┌──
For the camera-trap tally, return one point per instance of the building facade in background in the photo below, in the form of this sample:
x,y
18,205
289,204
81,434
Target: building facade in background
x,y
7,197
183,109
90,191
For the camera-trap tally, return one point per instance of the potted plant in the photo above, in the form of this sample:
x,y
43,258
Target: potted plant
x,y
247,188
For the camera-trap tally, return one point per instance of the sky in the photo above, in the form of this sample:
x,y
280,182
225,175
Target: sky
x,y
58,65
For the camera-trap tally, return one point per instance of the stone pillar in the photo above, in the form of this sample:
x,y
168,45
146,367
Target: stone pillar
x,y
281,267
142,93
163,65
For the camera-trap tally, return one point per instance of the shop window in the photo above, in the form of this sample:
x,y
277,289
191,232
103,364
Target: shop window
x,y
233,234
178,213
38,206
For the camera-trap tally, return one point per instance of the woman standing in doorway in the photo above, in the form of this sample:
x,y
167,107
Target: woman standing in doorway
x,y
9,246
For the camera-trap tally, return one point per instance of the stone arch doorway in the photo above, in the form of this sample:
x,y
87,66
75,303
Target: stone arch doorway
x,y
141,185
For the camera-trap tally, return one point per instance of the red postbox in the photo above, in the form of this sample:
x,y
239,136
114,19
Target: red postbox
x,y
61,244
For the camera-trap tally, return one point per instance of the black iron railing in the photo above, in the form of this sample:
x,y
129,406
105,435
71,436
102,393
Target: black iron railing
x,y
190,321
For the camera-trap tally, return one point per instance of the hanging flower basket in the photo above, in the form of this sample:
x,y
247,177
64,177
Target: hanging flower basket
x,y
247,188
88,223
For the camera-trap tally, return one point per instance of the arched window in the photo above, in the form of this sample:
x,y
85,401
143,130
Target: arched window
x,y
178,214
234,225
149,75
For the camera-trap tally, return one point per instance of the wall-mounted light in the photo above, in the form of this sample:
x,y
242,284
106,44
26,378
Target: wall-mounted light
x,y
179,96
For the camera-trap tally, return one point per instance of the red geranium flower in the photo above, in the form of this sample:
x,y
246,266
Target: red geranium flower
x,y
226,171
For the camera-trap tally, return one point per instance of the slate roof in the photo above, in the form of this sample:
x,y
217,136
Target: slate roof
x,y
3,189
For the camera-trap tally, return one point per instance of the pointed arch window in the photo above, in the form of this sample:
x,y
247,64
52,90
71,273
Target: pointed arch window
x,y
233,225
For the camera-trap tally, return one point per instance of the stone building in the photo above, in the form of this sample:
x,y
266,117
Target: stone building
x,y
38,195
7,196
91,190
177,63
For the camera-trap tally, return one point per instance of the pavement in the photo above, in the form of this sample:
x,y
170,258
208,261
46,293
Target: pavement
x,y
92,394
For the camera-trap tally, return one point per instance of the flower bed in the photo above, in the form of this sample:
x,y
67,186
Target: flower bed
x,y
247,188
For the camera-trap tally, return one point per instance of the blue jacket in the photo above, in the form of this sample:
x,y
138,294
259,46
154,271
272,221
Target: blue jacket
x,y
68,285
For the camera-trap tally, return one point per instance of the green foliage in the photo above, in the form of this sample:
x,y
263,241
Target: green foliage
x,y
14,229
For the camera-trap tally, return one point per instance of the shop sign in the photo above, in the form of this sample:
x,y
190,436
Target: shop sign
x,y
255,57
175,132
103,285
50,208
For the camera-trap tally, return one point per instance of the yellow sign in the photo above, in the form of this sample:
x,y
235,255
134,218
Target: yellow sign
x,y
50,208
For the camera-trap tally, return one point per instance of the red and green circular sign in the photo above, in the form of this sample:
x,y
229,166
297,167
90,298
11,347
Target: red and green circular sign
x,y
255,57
└──
**PROBLEM DESCRIPTION**
Reproduce all the data word for word.

**THE OUTPUT**
For the camera-trap tally, return one point per instance of the building facade in background in the photo below, in the form of this sample:
x,y
18,205
289,204
81,434
Target: building facade in background
x,y
7,197
183,109
90,191
For the camera-trap tally, return one point per instance of the potted plant in the photo above, in the form of this sample:
x,y
43,258
Target: potted plant
x,y
247,188
For the camera-trap tally, return one point per instance of the sky in the photo above, in the form of this sample:
x,y
280,182
225,175
Target: sky
x,y
58,65
For the camera-trap tally, return one point per instance of the stone pillar in the photo above, in the form of this sample:
x,y
168,45
146,367
Target: stone pillar
x,y
281,267
142,93
163,65
For the camera-trap tally, return one point per instance of the shop window in the photo above, in the form of this sample:
x,y
277,289
191,232
103,364
Target: shop window
x,y
233,234
178,213
38,206
For the camera-trap tally, return one point per instance of the woman standing in doorway in the photo above, in the form of this sample:
x,y
167,107
Target: woman standing in doorway
x,y
9,246
For the camera-trap tally, return one point per instance of the stone arch doorway in the photo above, in the form of this sample:
x,y
87,66
75,303
Target: stone arch doorway
x,y
141,185
For the camera-trap tally, return one point per instance of the red postbox in the photo above, in the form of this sample:
x,y
239,136
114,19
Target: red postbox
x,y
61,244
For the camera-trap tally, return one point per instance of the black iron railing in the photo above, in the form of this sample:
x,y
129,406
105,435
71,436
102,393
Target: black iron railing
x,y
190,321
For the camera-trap tally, return one point per instance of the hanging flower basket in the photo above, in the form of this sample:
x,y
247,177
64,177
Target: hanging flower basket
x,y
247,188
88,223
For the camera-trap tally, return one point per instance of the arched window in the photo above, in the form of this sample:
x,y
85,401
143,130
Target: arched window
x,y
178,214
234,225
149,75
For the camera-trap tally, return one point per instance of the wall-mounted light in the photo above, in the form of this sample:
x,y
242,284
106,44
26,378
Target: wall-mounted light
x,y
179,96
For the camera-trap tally, return one point per instance of the red geranium flower in the photo above, in the form of this sample:
x,y
246,266
Target: red geranium flower
x,y
226,171
For the camera-trap tally, return one point per instance of the slate roof in the photo above, in the form of this sample:
x,y
217,136
Target: slate roof
x,y
3,189
For the camera-trap tally, return one point per instance of the pointed arch window in the photo above, in the form of this sample:
x,y
247,64
52,90
71,273
Target: pointed arch window
x,y
233,225
For the camera-trap tally, return one point per instance of the stone building in the photo above, in the form of this sample:
x,y
266,117
Target: stone building
x,y
38,195
7,196
91,190
177,63
For the camera-trap tally, return one point per instance of the pavement in the photo above, in the form of this sample:
x,y
170,258
208,261
46,293
Target: pavement
x,y
92,394
For the camera-trap tally, return one point per instance of the flower bed in the photo above, in the form of this sample:
x,y
67,186
Target: flower bed
x,y
247,188
For the camera-trap tally, return one point per instance of the blue jacket in the photo above, in the form of this sample:
x,y
138,294
259,46
154,271
272,221
Target: blue jacket
x,y
68,285
For the camera-trap tally, return one point per instance of the green foliage in the photo above, in the form of this sample:
x,y
263,241
Target: green foliage
x,y
14,229
For the camera-trap tally, return one point per instance of the shop sign in the photo above, in the form of this sample:
x,y
190,436
Target: shop sign
x,y
255,57
175,132
103,285
50,208
For the camera-trap tally, return one point per instance of the yellow sign in the photo above, in the form of this sample:
x,y
235,255
134,218
Target: yellow sign
x,y
50,208
For the camera-trap tally, return one point per instance of the red and green circular sign in the photo above, in the form of this sample:
x,y
229,166
297,167
90,298
11,347
Target: red and green circular sign
x,y
255,57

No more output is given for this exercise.